**Your instructions:**
What you return should be every record, retyped without a single change.

**Source data:**
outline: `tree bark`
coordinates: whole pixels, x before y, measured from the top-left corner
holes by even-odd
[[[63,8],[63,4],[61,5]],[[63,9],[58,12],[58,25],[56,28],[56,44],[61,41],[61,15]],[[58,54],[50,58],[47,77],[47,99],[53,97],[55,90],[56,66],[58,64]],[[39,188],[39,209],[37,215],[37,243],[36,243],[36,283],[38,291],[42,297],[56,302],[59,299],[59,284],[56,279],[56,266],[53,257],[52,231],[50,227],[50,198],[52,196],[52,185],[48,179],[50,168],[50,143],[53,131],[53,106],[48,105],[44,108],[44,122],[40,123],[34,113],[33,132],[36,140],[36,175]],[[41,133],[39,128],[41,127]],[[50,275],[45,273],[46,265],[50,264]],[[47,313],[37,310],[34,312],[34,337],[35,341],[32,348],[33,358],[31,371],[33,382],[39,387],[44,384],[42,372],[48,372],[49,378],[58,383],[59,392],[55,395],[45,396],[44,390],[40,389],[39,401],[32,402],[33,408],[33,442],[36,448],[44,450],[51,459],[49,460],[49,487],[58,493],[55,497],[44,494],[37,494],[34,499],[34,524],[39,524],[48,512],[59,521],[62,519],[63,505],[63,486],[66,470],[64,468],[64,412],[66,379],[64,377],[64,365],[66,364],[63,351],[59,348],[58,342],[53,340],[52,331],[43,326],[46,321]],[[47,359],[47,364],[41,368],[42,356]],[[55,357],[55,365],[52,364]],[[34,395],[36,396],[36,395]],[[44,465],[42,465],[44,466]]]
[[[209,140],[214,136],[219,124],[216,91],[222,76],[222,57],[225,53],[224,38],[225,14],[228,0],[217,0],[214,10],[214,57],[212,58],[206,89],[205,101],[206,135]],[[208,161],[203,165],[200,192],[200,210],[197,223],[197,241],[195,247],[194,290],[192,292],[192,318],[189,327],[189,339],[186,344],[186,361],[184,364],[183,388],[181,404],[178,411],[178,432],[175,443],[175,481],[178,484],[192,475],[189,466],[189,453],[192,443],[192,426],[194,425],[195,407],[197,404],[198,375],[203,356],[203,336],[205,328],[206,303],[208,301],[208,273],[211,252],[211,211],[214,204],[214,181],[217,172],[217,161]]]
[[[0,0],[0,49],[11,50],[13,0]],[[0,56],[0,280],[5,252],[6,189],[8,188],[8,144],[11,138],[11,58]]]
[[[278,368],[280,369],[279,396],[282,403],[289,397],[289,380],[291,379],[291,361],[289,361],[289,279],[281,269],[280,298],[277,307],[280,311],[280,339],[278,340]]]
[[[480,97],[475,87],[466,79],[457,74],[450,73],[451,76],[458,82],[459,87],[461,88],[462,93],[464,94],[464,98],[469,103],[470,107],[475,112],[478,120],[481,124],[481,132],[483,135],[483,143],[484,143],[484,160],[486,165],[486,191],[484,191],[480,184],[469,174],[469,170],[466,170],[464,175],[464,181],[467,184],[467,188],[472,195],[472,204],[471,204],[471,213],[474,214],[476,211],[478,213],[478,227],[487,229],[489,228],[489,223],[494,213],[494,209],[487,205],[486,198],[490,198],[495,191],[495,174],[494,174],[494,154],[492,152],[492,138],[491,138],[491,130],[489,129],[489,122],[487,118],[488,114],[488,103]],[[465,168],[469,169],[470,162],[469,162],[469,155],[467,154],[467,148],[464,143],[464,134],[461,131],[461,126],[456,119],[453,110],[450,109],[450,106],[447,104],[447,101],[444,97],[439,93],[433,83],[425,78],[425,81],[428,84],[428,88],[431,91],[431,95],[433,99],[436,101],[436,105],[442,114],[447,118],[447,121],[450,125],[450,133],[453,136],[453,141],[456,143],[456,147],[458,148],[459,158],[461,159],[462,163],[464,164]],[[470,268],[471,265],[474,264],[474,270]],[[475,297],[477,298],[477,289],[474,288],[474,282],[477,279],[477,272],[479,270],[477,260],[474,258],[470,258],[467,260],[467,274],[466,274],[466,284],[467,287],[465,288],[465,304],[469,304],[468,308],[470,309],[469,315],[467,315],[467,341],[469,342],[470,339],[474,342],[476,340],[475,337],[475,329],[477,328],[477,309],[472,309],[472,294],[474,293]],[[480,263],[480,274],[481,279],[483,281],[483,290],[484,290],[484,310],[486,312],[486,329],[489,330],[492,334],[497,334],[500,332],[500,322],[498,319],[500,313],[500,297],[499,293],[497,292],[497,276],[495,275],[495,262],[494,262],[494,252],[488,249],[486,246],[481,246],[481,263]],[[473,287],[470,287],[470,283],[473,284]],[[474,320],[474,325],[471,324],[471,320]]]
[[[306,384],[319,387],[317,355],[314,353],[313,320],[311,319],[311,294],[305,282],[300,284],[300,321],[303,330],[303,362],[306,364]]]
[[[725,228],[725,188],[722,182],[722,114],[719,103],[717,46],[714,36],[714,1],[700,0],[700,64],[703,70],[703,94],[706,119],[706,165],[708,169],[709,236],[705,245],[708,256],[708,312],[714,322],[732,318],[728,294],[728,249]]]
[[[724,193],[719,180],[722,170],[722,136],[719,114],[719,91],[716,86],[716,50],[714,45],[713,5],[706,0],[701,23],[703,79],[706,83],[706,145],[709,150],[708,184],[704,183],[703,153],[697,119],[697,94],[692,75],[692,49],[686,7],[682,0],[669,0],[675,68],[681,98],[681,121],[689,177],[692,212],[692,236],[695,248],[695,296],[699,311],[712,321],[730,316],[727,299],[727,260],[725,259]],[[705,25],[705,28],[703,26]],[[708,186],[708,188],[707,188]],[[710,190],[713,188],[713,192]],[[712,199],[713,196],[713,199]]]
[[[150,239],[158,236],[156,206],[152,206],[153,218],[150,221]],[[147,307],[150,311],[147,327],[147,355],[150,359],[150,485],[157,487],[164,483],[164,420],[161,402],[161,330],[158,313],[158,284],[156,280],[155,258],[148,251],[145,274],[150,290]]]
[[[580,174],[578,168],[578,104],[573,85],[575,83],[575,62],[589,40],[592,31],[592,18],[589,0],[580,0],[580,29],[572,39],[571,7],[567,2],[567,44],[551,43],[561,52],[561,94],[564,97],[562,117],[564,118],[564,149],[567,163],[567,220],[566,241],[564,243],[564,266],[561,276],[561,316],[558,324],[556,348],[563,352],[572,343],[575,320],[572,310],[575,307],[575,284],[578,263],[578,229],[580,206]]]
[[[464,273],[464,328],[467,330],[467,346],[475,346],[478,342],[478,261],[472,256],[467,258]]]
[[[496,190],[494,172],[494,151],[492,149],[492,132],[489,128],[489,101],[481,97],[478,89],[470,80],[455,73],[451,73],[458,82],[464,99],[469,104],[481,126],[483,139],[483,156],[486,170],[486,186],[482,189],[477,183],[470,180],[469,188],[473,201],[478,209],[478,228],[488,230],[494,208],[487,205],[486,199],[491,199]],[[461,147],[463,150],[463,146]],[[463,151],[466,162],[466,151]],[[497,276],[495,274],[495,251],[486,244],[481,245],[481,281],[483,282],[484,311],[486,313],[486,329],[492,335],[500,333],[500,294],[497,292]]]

**Response for this exercise:**
outline: `tree bark`
coordinates: whole pixels, x before y, measured from the top-left corner
holes by even-odd
[[[63,8],[63,4],[61,5]],[[63,9],[58,12],[58,25],[56,28],[56,44],[61,41],[61,15]],[[58,54],[50,58],[47,77],[47,99],[53,97],[55,90],[56,66],[58,64]],[[39,188],[39,209],[37,215],[37,243],[36,243],[36,283],[38,291],[42,297],[56,302],[59,299],[59,284],[56,279],[56,266],[53,257],[52,231],[50,227],[50,198],[52,196],[52,185],[48,179],[50,168],[50,143],[53,131],[53,106],[48,105],[44,108],[44,122],[40,123],[34,113],[33,132],[36,140],[36,175]],[[41,133],[39,128],[41,127]],[[50,275],[45,273],[46,265],[50,264]],[[47,313],[37,310],[34,312],[34,337],[35,341],[32,348],[33,358],[31,371],[33,382],[39,387],[44,384],[42,372],[48,372],[49,378],[58,383],[59,392],[55,395],[45,396],[44,390],[40,389],[39,401],[32,402],[33,408],[33,442],[36,448],[44,450],[51,459],[49,460],[49,487],[58,493],[55,497],[44,494],[37,494],[34,499],[34,524],[39,524],[48,512],[59,521],[62,519],[63,505],[63,486],[66,470],[64,468],[64,412],[66,379],[64,377],[64,365],[66,364],[63,351],[59,348],[58,342],[53,340],[52,331],[43,326],[46,321]],[[47,359],[47,364],[41,368],[42,356]],[[55,357],[55,365],[52,364]],[[34,395],[36,396],[36,395]],[[44,465],[42,465],[44,466]]]
[[[209,140],[214,136],[219,124],[216,91],[222,76],[222,57],[225,53],[224,38],[225,14],[228,0],[217,0],[214,10],[214,57],[212,58],[206,89],[205,101],[206,135]],[[208,161],[203,165],[200,192],[200,210],[197,223],[197,241],[195,247],[194,290],[192,292],[192,318],[189,327],[189,339],[186,344],[186,361],[184,364],[183,388],[181,404],[178,411],[178,432],[175,443],[175,481],[178,484],[192,475],[189,466],[189,453],[192,443],[192,426],[194,425],[195,407],[197,404],[198,375],[203,356],[203,336],[205,328],[206,303],[208,301],[208,273],[211,252],[211,211],[214,204],[214,181],[217,172],[217,161]]]
[[[0,0],[0,49],[11,50],[13,0]],[[0,56],[0,280],[5,252],[6,189],[8,188],[8,144],[11,138],[11,58]]]
[[[278,368],[280,369],[279,396],[282,403],[289,397],[289,380],[291,379],[291,361],[289,361],[289,279],[281,269],[280,298],[277,307],[280,311],[280,339],[278,340]]]
[[[480,97],[475,87],[466,79],[457,74],[450,73],[451,76],[458,82],[459,87],[461,88],[462,93],[464,94],[464,98],[469,103],[470,107],[475,112],[478,120],[481,124],[481,132],[483,135],[483,143],[484,143],[484,160],[486,165],[486,191],[484,191],[480,184],[469,174],[469,170],[466,170],[464,175],[464,181],[467,184],[467,188],[472,195],[472,204],[471,204],[471,213],[474,214],[476,211],[478,213],[478,227],[487,229],[489,228],[489,223],[494,213],[494,209],[487,205],[486,198],[490,198],[495,191],[495,174],[494,174],[494,154],[492,152],[492,138],[491,138],[491,130],[489,129],[489,122],[487,118],[488,114],[488,103]],[[465,168],[469,169],[470,162],[469,162],[469,155],[467,154],[467,148],[464,143],[464,134],[461,131],[461,126],[456,119],[453,110],[450,109],[450,106],[447,104],[447,101],[444,97],[439,93],[433,83],[425,78],[425,81],[428,84],[428,88],[431,91],[431,95],[433,99],[436,101],[436,105],[442,114],[447,118],[447,121],[450,125],[450,133],[453,136],[453,141],[456,143],[456,147],[458,148],[459,158],[461,159],[462,163],[464,164]],[[470,268],[471,265],[474,264],[474,270]],[[475,297],[477,298],[477,289],[474,288],[474,282],[477,279],[477,272],[479,270],[477,260],[474,258],[470,258],[467,260],[467,274],[466,274],[466,284],[467,287],[465,288],[465,304],[469,304],[468,308],[470,309],[469,315],[467,315],[467,341],[469,342],[470,339],[474,342],[476,340],[475,337],[475,329],[477,328],[477,309],[472,309],[472,294],[474,293]],[[480,263],[480,274],[481,279],[483,281],[483,290],[484,290],[484,310],[486,312],[486,329],[489,330],[492,334],[497,334],[500,332],[500,322],[498,319],[500,313],[500,297],[499,293],[497,292],[497,276],[495,275],[495,262],[494,262],[494,252],[488,249],[486,246],[481,246],[481,263]],[[473,287],[470,287],[470,283],[473,284]],[[474,320],[474,325],[471,324],[471,320]]]
[[[306,384],[319,387],[317,355],[314,353],[313,320],[311,319],[311,294],[305,282],[300,284],[300,321],[303,330],[303,362],[306,364]]]
[[[725,228],[725,188],[722,182],[722,114],[719,103],[717,46],[714,36],[714,1],[700,0],[700,64],[703,70],[703,94],[706,119],[706,165],[708,169],[709,236],[705,245],[708,256],[708,312],[714,322],[732,318],[728,294],[728,249]]]
[[[724,193],[719,180],[722,170],[722,136],[719,114],[719,91],[716,86],[716,50],[714,45],[713,5],[706,0],[701,23],[703,79],[706,83],[706,145],[709,150],[708,184],[704,183],[703,153],[697,119],[697,94],[692,75],[692,49],[686,7],[682,0],[669,0],[675,68],[681,98],[681,121],[689,177],[692,212],[692,236],[695,248],[695,296],[699,311],[712,321],[730,316],[727,299],[727,260],[725,259]],[[705,25],[705,28],[703,26]],[[708,186],[708,188],[707,188]],[[710,190],[713,188],[713,192]],[[712,199],[713,196],[713,199]]]
[[[150,239],[158,236],[156,206],[152,206],[153,218],[150,221]],[[147,307],[150,311],[147,327],[147,355],[150,359],[150,485],[157,487],[164,483],[164,420],[161,402],[161,330],[158,313],[158,284],[156,280],[155,258],[148,251],[145,274],[150,290]]]
[[[580,174],[578,168],[578,104],[573,85],[575,83],[575,62],[589,40],[592,31],[592,18],[589,0],[580,0],[580,29],[572,39],[571,7],[567,2],[567,44],[551,43],[561,52],[561,94],[564,97],[562,117],[564,118],[564,149],[567,163],[567,220],[566,241],[564,243],[564,266],[561,276],[561,316],[558,324],[556,348],[563,352],[572,343],[575,320],[572,310],[575,307],[575,284],[578,263],[578,229],[580,206]]]
[[[464,273],[464,328],[467,330],[467,346],[475,346],[478,342],[478,261],[472,256],[467,258]]]
[[[496,190],[494,172],[494,151],[492,149],[492,132],[489,128],[489,101],[481,97],[478,89],[470,80],[455,73],[451,73],[458,82],[464,99],[469,104],[481,126],[483,139],[483,156],[486,170],[486,186],[482,189],[477,183],[470,180],[469,188],[473,201],[478,209],[478,228],[488,230],[494,208],[487,205],[486,199],[491,199]],[[461,147],[463,150],[463,146]],[[463,151],[466,162],[466,151]],[[497,276],[495,274],[495,251],[486,244],[481,245],[481,281],[483,282],[484,311],[486,313],[486,329],[492,335],[500,333],[500,294],[497,292]]]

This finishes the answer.